* _What you are asked to do_: Put every line of the entries below into a Markdown table with the columns "Row" and "Line", leaving out blank lines and the pictures.

— START OF Task inputs —

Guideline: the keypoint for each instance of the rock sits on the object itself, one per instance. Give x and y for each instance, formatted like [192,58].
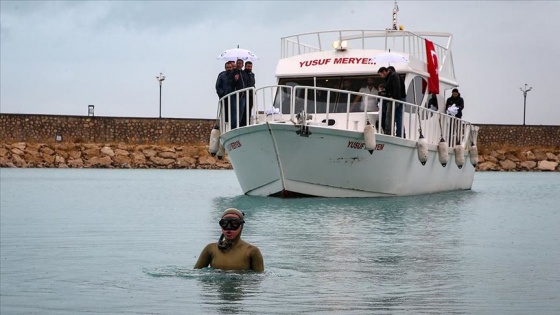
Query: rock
[18,160]
[507,165]
[186,162]
[122,159]
[107,151]
[527,165]
[512,157]
[59,160]
[49,159]
[91,152]
[167,155]
[33,159]
[491,158]
[138,159]
[99,161]
[19,145]
[75,162]
[74,154]
[121,152]
[161,161]
[487,166]
[551,157]
[547,165]
[16,151]
[46,151]
[206,160]
[539,155]
[149,153]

— END OF Task inputs —

* _Problem solution_:
| Row | Line |
|---|---|
| 1 | Guideline: the keypoint for each instance of the rock sits on the object itself, one per instance. Give x and y for each instance, formatted like [192,58]. |
| 2 | Query: rock |
| 3 | [18,160] |
| 4 | [507,165] |
| 5 | [186,162] |
| 6 | [122,159] |
| 7 | [107,151] |
| 8 | [527,165] |
| 9 | [512,157] |
| 10 | [59,160] |
| 11 | [49,159] |
| 12 | [91,152] |
| 13 | [167,155] |
| 14 | [33,159] |
| 15 | [491,158] |
| 16 | [138,159] |
| 17 | [99,161] |
| 18 | [19,145] |
| 19 | [75,162] |
| 20 | [74,154] |
| 21 | [121,152] |
| 22 | [161,161] |
| 23 | [487,166] |
| 24 | [551,157] |
| 25 | [547,165] |
| 26 | [16,151] |
| 27 | [46,151] |
| 28 | [206,160] |
| 29 | [539,155] |
| 30 | [149,153] |